Problem statement » Give the data below again exactly as written, without its pictures.

::::::

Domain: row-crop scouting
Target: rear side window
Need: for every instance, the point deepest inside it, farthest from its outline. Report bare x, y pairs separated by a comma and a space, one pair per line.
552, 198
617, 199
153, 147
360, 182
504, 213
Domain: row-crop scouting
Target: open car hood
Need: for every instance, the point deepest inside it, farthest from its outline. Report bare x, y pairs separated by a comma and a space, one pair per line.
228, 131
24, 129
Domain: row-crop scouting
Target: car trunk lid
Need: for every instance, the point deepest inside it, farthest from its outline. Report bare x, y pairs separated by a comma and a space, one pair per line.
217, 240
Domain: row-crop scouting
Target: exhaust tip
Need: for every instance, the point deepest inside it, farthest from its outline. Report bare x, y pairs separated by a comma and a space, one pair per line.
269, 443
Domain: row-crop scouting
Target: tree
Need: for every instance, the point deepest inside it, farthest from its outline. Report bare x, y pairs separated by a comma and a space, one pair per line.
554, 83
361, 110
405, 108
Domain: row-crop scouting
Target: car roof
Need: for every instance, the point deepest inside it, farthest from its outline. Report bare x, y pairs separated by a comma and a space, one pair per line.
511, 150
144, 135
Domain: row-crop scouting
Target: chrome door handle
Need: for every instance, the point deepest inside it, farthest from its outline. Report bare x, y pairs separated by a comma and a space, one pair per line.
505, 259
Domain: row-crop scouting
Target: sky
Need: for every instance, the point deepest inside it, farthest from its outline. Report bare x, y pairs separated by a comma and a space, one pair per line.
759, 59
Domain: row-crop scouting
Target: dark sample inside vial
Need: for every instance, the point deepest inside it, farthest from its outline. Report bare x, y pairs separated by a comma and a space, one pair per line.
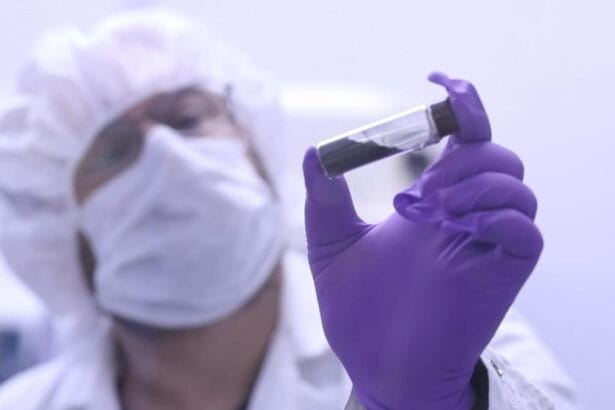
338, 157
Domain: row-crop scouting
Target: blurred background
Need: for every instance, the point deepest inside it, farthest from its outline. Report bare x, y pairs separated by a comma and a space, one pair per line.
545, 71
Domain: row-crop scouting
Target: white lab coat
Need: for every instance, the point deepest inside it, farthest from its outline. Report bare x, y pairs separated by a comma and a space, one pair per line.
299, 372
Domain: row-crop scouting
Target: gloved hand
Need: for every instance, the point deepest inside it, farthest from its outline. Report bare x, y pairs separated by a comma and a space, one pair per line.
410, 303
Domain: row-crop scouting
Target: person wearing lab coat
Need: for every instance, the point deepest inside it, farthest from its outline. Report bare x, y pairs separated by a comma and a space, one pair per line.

::::::

Written solution »
Domain: row-crop scouting
Target: rear side window
Need: for every instance, the point deepest inside it, farthest from its outline. Report bare x, y pairs separated by a comma and a space, one pair per line.
552, 198
617, 199
153, 147
360, 182
504, 213
Domain: row-crop scouting
Target: open car hood
Need: for every instance, the point deepest inside it, farthest from its outline. Report bare x, y pairs separated by a comma and a space, one pair per line.
228, 131
24, 129
Domain: row-crop scouting
Target: car trunk lid
Need: for every instance, the point deepest inside it, farthest from its outline. Report bare x, y pairs separated by a comma and a space, one pair per line.
217, 240
Domain: row-crop scouting
Target: exhaust tip
Need: for every instance, the point deepest inside it, farthest from its outline. Report bare x, y pairs separated by a comma and a space, one pair per line.
269, 443
Domain: row-crop scouting
Target: tree
Need: for every instance, the point deepest inside it, farthest from its outline. Report bare x, y pairs separated by a comma and a space, one pair per line.
554, 83
361, 110
405, 108
Domain: row-crop scouting
Target: car roof
Need: for every instance, the point deepest inside it, farthest from its outline. Report bare x, y pairs separated by a comma and a space, one pair per line.
511, 150
144, 135
Domain: row-crop scouting
Target: chrome door handle
Need: for every instance, the point deepest inside it, farthest from its outline. Report bare x, y pairs separated by a comma and a space, one pair per line.
505, 259
Domain: row-crop scouting
Target: sky
Need: for every instance, the point deepest inside it, farthest from its outline. Report bare x, y pairs separated by a comma and a space, one pair per line.
759, 59
Domain: row-crop scouting
Target: dark sample inside vial
Need: for every instance, the point deepest inside it, farthest from its outline. Report bare x, y pairs separated by a comma and a space, one pair per line.
338, 157
Domain: row-crop scouting
Target: blurred background
Need: for every instance, the point deepest inside it, farthest from its outline. Report bare x, y pairs separated by a comma and a space, one pair per line.
545, 71
Domain: row-crop scouting
Target: white lab coat
Need: for every instance, the point deepest inside it, farthest from its outline. Report bare x, y pairs separated by a comma and a space, one pair per line.
299, 372
Domain: row-crop scouting
Target: gloved hand
Need: for every instance, the point deepest inside it, farthest from its outline. Report bare x, y pairs separated by a comma and a space, one pair per line.
410, 303
Domain: row-crop scouting
Target: person wearing lab coat
Need: for every instance, the point deepest inside it, farthest from its outline. Report bare x, y pairs separated by a comma and a space, one pair per line.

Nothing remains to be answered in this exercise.